| PROBLEM TO WORK ON |
Each of the following records is to be printed verbatim.

| Point-per-instance localization data |
========

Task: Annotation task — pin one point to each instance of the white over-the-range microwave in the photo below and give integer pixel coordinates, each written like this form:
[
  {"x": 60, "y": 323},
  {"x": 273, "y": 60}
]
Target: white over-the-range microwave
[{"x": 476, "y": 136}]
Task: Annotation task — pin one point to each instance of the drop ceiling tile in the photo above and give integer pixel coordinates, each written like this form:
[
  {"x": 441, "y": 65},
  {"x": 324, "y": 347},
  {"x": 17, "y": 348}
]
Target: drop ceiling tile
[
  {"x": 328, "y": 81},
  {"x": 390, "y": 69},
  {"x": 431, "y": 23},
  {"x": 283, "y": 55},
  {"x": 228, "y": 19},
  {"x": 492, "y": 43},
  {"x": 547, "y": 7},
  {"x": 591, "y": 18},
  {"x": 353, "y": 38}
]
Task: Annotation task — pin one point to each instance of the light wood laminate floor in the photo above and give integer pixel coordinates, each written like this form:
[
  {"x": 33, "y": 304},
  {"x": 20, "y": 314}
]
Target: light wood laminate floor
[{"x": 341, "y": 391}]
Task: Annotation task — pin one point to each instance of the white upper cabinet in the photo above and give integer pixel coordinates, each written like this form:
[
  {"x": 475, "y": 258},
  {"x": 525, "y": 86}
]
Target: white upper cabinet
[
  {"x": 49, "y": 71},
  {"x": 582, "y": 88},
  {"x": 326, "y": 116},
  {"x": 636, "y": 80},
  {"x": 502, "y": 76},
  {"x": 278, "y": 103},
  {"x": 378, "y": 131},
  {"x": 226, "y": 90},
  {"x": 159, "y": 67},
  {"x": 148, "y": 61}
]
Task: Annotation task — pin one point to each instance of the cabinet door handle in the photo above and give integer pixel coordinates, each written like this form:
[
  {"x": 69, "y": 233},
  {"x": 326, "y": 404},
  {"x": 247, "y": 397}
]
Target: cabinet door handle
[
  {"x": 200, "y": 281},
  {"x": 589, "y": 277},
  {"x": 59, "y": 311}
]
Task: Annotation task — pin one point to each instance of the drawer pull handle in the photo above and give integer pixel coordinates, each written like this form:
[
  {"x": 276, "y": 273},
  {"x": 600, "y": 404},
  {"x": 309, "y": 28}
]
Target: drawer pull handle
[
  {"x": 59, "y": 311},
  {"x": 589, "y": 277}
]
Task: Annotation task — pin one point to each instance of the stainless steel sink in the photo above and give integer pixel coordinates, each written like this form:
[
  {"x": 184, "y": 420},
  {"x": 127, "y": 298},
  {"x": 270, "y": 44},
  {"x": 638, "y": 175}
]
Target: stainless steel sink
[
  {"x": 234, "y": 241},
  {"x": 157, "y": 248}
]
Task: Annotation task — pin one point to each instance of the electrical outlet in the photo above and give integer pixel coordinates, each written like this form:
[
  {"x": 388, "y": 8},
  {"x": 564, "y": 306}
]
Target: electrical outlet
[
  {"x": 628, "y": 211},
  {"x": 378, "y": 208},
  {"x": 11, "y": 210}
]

========

| RESPONSE BOX |
Task: Annotation task — pin one point to each instance of the white over-the-range microwave in the photo below and give integer pixel coordinates, each written like this form:
[
  {"x": 60, "y": 323},
  {"x": 273, "y": 60}
]
Target: white over-the-range microwave
[{"x": 476, "y": 136}]
Task: Annotation task — pin one point to each instance of the drop ceiling tile in the photo above and give integer pixel coordinates, each written like this form:
[
  {"x": 441, "y": 65},
  {"x": 324, "y": 347},
  {"x": 17, "y": 348}
]
Target: drop ceiling tile
[
  {"x": 328, "y": 81},
  {"x": 390, "y": 69},
  {"x": 431, "y": 23},
  {"x": 283, "y": 55},
  {"x": 228, "y": 19},
  {"x": 492, "y": 43},
  {"x": 547, "y": 7},
  {"x": 591, "y": 18},
  {"x": 353, "y": 38}
]
Task: Annotation task — pin one point to each instance of the light wood laminate floor in the photo above and give integer pixel coordinates, each written like this form:
[
  {"x": 33, "y": 304},
  {"x": 20, "y": 314}
]
Target: light wood laminate floor
[{"x": 341, "y": 391}]
Task: Annotation task — pin one point to each instance of the white upper cabinet in the photo above and give integer pixel coordinates, each written like this form:
[
  {"x": 475, "y": 258},
  {"x": 525, "y": 86}
]
Target: white upper cabinet
[
  {"x": 49, "y": 71},
  {"x": 582, "y": 88},
  {"x": 326, "y": 116},
  {"x": 636, "y": 80},
  {"x": 502, "y": 76},
  {"x": 278, "y": 103},
  {"x": 378, "y": 131},
  {"x": 226, "y": 90},
  {"x": 159, "y": 67},
  {"x": 148, "y": 61}
]
Task: Annotation task — pin one point to each instance of the cabinet door handle in the photo above and give integer pixel coordinates, each written like this form:
[
  {"x": 69, "y": 233},
  {"x": 326, "y": 404},
  {"x": 247, "y": 397}
]
Target: cabinet door handle
[
  {"x": 200, "y": 281},
  {"x": 589, "y": 277},
  {"x": 59, "y": 311}
]
Task: Annotation task — pin one point to each instance of the drawer pull handle in the photo above and give integer pixel coordinates, each written like this form:
[
  {"x": 276, "y": 273},
  {"x": 600, "y": 404},
  {"x": 309, "y": 28}
]
Target: drawer pull handle
[
  {"x": 59, "y": 311},
  {"x": 589, "y": 277}
]
Task: Annotation task — pin one point to each instance of the stainless steel sink in the photo above and give integer pixel coordinates, each written like this form:
[
  {"x": 184, "y": 420},
  {"x": 127, "y": 298},
  {"x": 270, "y": 44},
  {"x": 638, "y": 175}
]
Target: stainless steel sink
[
  {"x": 234, "y": 241},
  {"x": 157, "y": 248}
]
Task: Annotation task — pin one point to each instance of the electrical outlet in the photo above and give integer pixel coordinates, each written like this form:
[
  {"x": 388, "y": 8},
  {"x": 564, "y": 306}
]
Target: electrical outlet
[
  {"x": 628, "y": 211},
  {"x": 378, "y": 208},
  {"x": 11, "y": 210}
]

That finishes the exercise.